[Dataset items on where objects appear]
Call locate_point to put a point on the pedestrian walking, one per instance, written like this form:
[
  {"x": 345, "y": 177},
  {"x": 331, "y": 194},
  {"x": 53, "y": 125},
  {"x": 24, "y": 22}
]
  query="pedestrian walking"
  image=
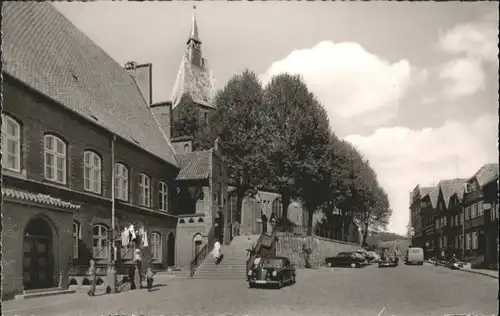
[
  {"x": 307, "y": 252},
  {"x": 217, "y": 252},
  {"x": 131, "y": 277},
  {"x": 93, "y": 278},
  {"x": 149, "y": 279}
]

Aim:
Rewrite the items above, changing every "pedestrian walking" to "person on foot" and keeping all else the same. Omit the pictures from your copy.

Result of the task:
Call locate_point to put a point on the person on foot, one per instance, written like this form:
[
  {"x": 345, "y": 177},
  {"x": 331, "y": 194},
  {"x": 53, "y": 125},
  {"x": 24, "y": 22}
]
  query="person on foot"
  image=
[
  {"x": 307, "y": 252},
  {"x": 217, "y": 252},
  {"x": 131, "y": 277},
  {"x": 93, "y": 278},
  {"x": 149, "y": 279}
]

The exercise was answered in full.